Start of Extracted entries

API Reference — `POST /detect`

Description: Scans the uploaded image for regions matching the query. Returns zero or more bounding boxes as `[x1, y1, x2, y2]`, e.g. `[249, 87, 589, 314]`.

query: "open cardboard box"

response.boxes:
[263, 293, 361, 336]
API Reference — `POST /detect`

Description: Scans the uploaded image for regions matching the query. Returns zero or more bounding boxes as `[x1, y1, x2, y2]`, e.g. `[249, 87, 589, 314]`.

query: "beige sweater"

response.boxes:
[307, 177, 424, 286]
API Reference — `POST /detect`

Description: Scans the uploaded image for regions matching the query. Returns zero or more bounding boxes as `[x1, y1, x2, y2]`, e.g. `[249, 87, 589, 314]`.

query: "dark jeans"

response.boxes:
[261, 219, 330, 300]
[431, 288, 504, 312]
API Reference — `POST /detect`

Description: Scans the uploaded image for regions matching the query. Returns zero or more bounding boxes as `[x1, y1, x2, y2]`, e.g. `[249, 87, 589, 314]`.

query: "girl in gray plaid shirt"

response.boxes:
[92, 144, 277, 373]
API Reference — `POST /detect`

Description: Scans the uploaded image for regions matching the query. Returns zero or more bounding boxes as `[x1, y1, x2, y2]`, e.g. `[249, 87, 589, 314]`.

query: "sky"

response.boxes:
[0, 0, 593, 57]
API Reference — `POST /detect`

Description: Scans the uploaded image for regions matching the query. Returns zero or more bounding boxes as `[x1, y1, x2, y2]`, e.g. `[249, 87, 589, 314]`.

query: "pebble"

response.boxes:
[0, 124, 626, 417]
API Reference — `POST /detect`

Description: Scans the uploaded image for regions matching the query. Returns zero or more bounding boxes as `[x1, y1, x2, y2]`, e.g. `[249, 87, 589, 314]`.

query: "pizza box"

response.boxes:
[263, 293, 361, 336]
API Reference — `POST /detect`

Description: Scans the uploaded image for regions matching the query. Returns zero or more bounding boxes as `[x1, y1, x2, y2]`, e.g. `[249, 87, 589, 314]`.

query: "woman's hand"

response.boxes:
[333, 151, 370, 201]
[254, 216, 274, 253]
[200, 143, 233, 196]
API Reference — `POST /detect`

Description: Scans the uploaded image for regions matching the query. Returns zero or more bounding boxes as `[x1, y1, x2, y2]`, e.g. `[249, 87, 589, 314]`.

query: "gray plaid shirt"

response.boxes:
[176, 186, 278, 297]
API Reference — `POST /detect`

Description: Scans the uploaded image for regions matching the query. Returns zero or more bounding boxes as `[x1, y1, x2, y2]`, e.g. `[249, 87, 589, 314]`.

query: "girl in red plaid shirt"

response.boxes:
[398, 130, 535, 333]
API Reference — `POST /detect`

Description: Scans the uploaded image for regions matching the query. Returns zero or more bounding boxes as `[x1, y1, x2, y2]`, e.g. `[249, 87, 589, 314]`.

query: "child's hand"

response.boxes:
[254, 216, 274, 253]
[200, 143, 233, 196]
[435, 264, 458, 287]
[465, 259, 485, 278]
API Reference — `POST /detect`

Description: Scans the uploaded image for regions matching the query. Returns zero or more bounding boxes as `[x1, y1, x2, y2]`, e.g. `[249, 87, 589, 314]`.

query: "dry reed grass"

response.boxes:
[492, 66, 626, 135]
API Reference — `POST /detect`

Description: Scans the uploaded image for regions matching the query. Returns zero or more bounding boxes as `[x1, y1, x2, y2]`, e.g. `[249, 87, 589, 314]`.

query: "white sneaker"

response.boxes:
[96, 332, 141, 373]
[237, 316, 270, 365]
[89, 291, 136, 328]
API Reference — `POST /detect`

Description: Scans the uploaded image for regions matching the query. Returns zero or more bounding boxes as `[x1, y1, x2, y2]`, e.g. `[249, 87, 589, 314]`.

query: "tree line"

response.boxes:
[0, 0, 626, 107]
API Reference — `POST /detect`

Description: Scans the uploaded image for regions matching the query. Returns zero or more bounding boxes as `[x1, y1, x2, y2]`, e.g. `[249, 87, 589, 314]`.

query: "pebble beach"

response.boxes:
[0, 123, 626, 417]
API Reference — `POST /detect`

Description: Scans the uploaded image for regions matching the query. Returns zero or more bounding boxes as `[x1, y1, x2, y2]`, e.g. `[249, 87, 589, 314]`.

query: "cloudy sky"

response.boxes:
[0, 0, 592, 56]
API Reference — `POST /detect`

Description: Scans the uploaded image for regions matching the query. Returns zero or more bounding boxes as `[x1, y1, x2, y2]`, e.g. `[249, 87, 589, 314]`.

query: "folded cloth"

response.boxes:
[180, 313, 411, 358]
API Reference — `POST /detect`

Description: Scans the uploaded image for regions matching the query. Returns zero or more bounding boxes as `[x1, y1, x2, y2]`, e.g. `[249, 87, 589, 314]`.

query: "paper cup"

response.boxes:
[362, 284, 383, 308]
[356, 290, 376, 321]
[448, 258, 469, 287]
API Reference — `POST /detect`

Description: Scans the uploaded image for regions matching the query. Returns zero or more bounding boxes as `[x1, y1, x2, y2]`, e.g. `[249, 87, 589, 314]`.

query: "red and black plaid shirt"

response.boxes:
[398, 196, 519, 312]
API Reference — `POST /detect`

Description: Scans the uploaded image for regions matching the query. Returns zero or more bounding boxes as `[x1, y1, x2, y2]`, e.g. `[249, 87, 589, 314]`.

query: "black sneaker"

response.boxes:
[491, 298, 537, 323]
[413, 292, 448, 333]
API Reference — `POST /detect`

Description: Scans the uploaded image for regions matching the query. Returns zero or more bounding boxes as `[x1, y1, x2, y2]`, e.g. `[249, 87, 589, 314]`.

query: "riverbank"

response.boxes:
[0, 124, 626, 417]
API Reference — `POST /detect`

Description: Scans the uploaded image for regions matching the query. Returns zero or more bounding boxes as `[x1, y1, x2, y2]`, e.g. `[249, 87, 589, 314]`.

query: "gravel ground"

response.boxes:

End of Extracted entries
Start of Extracted entries

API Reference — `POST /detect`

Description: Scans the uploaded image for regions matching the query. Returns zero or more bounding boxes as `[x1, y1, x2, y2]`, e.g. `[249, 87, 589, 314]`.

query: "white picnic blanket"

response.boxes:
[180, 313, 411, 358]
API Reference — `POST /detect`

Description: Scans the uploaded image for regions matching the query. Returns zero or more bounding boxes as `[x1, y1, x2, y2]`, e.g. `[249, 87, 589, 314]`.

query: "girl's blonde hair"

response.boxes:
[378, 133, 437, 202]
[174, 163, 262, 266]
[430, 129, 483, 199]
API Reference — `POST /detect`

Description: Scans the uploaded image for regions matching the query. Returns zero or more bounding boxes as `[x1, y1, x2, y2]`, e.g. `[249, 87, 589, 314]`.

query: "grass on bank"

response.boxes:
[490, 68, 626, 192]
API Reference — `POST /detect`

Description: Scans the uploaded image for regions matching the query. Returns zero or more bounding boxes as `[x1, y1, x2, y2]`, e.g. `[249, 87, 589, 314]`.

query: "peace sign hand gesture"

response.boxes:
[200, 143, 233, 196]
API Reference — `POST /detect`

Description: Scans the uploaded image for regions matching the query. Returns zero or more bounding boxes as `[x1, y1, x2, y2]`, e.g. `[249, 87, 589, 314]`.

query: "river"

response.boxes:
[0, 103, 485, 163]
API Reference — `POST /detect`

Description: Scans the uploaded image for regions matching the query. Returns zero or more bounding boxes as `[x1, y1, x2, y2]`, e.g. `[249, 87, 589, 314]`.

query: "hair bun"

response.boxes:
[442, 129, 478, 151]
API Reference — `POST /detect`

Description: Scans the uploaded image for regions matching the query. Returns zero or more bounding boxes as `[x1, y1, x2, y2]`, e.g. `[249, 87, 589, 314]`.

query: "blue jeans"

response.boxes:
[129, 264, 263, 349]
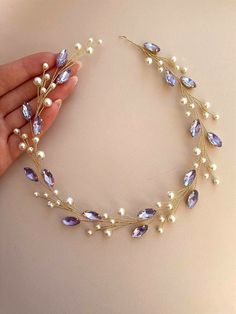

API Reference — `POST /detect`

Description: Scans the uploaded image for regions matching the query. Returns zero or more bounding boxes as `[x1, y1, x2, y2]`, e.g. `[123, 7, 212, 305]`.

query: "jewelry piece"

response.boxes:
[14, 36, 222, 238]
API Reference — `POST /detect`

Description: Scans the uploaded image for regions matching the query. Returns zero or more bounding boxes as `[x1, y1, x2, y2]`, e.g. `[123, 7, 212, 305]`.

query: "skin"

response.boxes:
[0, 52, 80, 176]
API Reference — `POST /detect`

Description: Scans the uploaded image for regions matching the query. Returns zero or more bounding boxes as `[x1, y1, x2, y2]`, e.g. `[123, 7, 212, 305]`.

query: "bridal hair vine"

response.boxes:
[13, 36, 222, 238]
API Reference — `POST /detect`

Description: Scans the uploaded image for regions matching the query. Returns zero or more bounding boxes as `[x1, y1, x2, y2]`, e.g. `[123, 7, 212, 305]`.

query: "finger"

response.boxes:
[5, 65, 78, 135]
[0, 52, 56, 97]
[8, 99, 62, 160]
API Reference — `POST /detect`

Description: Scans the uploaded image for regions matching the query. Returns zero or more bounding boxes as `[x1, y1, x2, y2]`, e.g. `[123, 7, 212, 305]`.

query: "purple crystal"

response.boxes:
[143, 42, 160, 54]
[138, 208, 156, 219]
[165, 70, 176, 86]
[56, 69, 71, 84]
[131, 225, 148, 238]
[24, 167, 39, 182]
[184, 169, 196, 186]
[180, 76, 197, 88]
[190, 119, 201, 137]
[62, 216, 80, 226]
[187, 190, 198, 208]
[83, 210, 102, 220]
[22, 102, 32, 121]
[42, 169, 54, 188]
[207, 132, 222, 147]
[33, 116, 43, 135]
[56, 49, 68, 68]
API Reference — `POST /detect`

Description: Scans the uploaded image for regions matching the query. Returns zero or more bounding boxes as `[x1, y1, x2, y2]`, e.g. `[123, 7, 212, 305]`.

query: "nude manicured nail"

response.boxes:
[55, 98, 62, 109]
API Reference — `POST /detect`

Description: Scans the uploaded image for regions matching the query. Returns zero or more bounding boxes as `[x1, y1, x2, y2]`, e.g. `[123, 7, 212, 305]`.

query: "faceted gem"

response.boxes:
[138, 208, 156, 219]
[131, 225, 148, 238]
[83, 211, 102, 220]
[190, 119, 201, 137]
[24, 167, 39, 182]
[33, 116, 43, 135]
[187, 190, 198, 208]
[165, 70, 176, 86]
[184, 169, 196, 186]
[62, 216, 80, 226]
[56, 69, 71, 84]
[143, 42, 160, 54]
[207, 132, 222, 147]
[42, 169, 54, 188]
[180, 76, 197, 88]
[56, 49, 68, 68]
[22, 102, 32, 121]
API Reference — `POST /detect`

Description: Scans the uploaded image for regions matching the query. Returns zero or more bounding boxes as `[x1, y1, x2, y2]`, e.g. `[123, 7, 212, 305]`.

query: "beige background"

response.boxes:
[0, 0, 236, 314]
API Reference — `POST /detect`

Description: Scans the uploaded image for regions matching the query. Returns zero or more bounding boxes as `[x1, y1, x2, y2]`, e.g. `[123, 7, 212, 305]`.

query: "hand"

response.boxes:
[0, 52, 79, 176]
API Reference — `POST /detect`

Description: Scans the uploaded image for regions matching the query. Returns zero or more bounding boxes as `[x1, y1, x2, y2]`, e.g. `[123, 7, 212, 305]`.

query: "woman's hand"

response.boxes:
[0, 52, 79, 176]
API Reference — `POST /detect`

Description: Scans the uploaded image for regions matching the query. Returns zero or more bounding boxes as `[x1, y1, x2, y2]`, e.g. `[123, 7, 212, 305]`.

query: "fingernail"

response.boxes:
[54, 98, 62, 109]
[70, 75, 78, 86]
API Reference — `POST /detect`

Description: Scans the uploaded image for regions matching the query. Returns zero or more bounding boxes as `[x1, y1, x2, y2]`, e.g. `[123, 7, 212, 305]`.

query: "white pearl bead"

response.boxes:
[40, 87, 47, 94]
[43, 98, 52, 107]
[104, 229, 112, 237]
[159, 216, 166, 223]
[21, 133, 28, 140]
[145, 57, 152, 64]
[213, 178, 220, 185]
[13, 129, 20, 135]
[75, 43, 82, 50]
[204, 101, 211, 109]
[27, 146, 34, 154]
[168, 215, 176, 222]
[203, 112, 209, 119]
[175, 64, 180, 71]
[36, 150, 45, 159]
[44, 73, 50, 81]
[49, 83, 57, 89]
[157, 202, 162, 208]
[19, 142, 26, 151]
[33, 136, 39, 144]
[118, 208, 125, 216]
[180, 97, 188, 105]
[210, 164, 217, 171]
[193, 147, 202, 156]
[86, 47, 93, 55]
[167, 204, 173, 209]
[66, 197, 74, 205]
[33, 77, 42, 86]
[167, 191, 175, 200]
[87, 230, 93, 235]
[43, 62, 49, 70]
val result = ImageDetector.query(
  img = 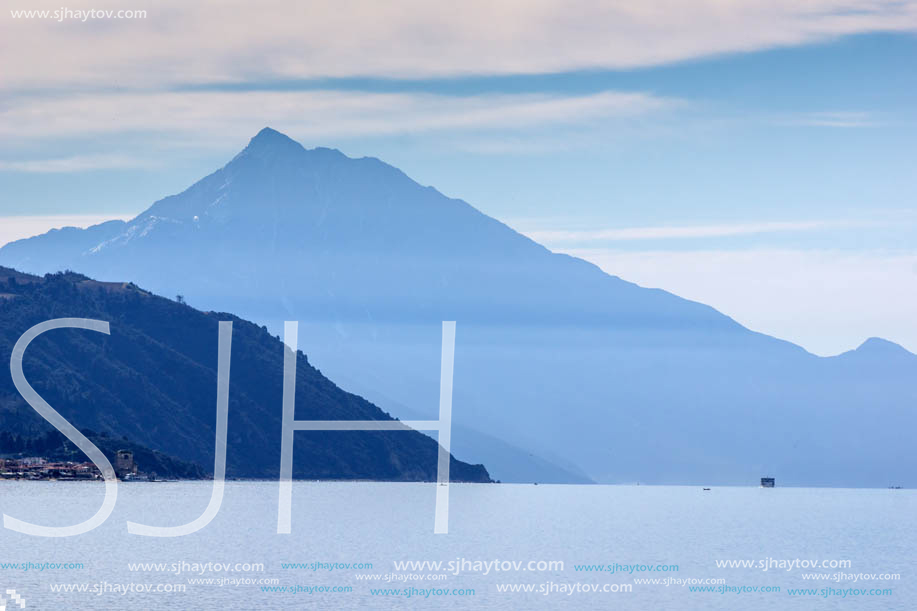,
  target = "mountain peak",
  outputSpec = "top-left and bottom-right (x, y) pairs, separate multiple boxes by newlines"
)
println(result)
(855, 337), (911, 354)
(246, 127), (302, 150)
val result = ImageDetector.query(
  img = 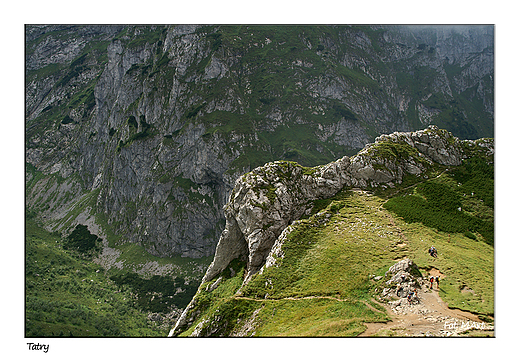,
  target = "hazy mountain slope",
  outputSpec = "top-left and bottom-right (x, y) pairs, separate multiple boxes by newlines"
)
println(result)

End of Extracted entries
Start of Extracted entries

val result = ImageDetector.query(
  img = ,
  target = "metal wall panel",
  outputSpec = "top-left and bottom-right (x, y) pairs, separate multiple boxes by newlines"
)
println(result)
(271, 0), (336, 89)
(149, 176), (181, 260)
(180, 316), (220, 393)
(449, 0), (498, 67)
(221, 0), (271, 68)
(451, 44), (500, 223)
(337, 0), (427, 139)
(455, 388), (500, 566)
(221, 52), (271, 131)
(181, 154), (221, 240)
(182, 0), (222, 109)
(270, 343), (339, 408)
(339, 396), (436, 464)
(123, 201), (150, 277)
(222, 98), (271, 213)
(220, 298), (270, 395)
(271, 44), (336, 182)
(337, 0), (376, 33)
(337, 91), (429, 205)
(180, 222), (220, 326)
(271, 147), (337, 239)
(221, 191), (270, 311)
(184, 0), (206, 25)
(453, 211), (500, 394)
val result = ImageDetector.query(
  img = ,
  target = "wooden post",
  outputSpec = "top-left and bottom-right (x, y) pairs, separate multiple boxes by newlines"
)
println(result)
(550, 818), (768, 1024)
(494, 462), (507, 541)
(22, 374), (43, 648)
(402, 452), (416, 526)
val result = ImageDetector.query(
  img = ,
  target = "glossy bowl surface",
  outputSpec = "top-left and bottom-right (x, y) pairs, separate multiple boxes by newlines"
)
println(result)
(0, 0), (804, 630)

End of Extracted entries

*What to work on*:
Show each line above that contains the string "gray", copying every one in full. Case counts.

*Reply*:
query: "girl in gray plaid shirt"
query: "gray plaid shirt"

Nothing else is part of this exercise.